Stored records
:::

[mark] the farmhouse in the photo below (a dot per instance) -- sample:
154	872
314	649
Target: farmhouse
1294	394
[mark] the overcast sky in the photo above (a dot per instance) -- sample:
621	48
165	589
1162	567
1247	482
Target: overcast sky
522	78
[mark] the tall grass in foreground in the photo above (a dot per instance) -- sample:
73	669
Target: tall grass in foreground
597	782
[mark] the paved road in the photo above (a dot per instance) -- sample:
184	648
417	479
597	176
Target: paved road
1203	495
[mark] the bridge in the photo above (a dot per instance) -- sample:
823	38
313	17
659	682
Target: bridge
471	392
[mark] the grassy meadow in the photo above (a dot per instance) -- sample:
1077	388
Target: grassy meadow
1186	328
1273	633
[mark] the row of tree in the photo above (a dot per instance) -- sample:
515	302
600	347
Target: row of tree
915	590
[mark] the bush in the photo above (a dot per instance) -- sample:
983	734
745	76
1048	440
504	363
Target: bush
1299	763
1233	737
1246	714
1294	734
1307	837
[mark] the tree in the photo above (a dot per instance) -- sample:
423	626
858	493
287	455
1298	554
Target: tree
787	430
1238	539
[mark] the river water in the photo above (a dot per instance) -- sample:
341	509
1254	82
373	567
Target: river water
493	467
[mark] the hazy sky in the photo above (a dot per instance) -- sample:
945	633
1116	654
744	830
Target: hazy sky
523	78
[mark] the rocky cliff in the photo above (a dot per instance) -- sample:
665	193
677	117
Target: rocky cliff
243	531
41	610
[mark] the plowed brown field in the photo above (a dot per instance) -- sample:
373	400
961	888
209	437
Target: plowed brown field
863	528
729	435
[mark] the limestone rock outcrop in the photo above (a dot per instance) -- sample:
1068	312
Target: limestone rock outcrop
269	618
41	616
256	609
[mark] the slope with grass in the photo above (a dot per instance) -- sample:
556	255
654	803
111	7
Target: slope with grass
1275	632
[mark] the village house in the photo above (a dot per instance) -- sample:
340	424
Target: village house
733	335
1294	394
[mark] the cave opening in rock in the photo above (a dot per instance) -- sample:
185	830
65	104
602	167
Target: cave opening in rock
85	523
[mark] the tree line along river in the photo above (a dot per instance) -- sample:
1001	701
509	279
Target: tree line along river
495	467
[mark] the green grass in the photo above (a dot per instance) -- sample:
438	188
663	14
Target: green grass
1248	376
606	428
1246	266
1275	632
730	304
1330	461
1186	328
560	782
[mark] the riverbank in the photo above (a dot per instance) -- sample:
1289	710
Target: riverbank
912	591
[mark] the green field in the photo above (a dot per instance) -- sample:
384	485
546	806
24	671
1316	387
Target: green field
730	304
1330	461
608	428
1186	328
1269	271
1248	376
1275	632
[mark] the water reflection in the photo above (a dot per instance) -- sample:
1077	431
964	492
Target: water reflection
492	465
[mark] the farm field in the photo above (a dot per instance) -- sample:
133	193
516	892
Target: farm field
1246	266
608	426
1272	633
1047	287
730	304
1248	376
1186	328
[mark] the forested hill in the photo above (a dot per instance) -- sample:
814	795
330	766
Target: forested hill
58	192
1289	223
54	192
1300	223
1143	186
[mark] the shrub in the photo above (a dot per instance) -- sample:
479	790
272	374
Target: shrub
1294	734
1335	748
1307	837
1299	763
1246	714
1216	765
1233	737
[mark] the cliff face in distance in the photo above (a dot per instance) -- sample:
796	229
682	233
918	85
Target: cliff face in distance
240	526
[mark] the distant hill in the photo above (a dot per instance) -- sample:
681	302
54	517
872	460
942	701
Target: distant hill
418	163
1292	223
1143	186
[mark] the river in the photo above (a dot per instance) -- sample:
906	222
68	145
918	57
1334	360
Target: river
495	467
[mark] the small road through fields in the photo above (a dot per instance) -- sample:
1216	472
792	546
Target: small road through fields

:::

*Prompt*: Transcribe all of the records exactly.

*Output below*:
[mark] the farmhouse in the photo below (a dot per instance) -- sample:
154	872
314	649
Target: farmhouse
1294	394
[mark] the overcast sky in the photo above (a dot per instance) -- sample:
621	48
165	589
1162	567
1247	482
Target: overcast sky
522	78
[mark] the tall grass in foreground in the photo above (a dot per instance) -- sample:
73	669
Target: tall grass in foreground
597	782
[mark] the paved road in the photo above (a dot per instance) -- sample:
184	648
417	479
597	176
Target: paved road
1203	495
[mark] the bridge in the photo above (a dot per instance) -- sample:
823	38
313	17
659	682
Target: bridge
471	392
[mark] the grassy meadow in the photo above (a dot per instance) -- sample:
1077	388
Target: grassy meadow
1186	328
1273	633
[mark] the row of tree in the photo above (a dot per instance) -- sample:
515	302
600	347
Target: row of tree
915	590
[mark] the bush in the photo above (a dot per instance) -- sample:
983	734
745	76
1048	440
504	363
Target: bush
1299	763
1233	737
1246	714
1294	734
1307	837
[mark] the tree in the photo above (a dot per instance) -- sample:
423	626
858	493
287	455
1298	554
Target: tree
787	430
1238	539
[mark] the river water in the photo above (a dot per instance) -- sample:
341	509
1254	82
373	567
Target: river water
493	467
[mark] the hazy sky in the photo above (a dot per instance) -- sample:
945	633
1116	654
744	830
Target: hazy sky
523	78
[mark] the rocky cliff in the photo above (a dot per instance) -- sample:
665	193
677	117
Target: rocky cliff
243	531
41	610
[mark] the plowed brown field in the photo above (a dot per instance) -- sample:
373	400
961	888
209	437
Target: plowed brown field
863	528
729	435
[mark] the limestone rock outcrop in the photo above (a dot per instance) -- sample:
1068	312
Target: limestone rock outcrop
269	618
41	616
256	609
[mark] the slope with grass in the photo above (a dot per instance) -- sample:
556	255
654	803
111	7
Target: slope with grass
1275	632
[mark] the village house in the photo above (a dot per instance) -- sample:
340	424
Target: village house
733	335
1294	394
[mark] the cave opening in rock in the photo above (a dot per instance) -- sample:
185	830
65	104
602	167
Target: cave opening in rock
85	523
[mark] the tree line along river in the photo above (a dot per instance) -- sample:
1001	701
509	279
Target: tree line along river
495	467
[mark] the green grass in the photo above (a dot per instance) -- sample:
438	188
663	14
Target: green grass
1248	376
606	428
1246	266
1275	632
730	304
1330	461
1186	328
560	782
[mark] the riverbank in the photo above (a dot per instance) -- sample:
1289	710
Target: riverbank
912	591
[mark] the green field in the photo above (a dot per instance) -- sample:
384	485
546	806
24	671
1316	387
Target: green field
730	304
1330	461
608	428
1186	328
1269	271
1248	376
1275	632
[mark] the water reflection in the photo above (a dot per instance) -- sample:
1077	431
964	492
Target: water reflection
492	465
[mark] the farm field in the photo above (a dot per instance) -- sample:
133	193
516	892
Target: farm field
1246	266
608	426
1272	633
1047	287
730	304
1248	376
1186	328
[mark] the forested hill in the photo above (a dot per instance) -- sample:
814	795
330	766
Target: forested hill
58	192
1289	223
54	192
1300	223
1143	186
[mark] the shrub in the photo above (a dot per instance) -- sample:
479	790
272	374
Target: shrub
1294	734
1335	748
1307	837
1299	763
1246	714
1216	765
1233	737
[mark] the cliff face in distance in the photo above (a dot per instance) -- sample:
796	229
682	233
918	85
Target: cliff face in distance
240	526
[mark] the distant hill in the photo above (a dot per instance) -- sample:
681	302
54	517
872	460
942	701
Target: distant hill
418	163
1292	223
1143	186
[mark] the river in the photo above (a dot per instance) -- sample:
906	222
68	145
918	57
1334	360
Target: river
495	467
[mark] the small road through fields in the photo above (a dot per instance) -- sample:
1216	472
792	546
Target: small road through fields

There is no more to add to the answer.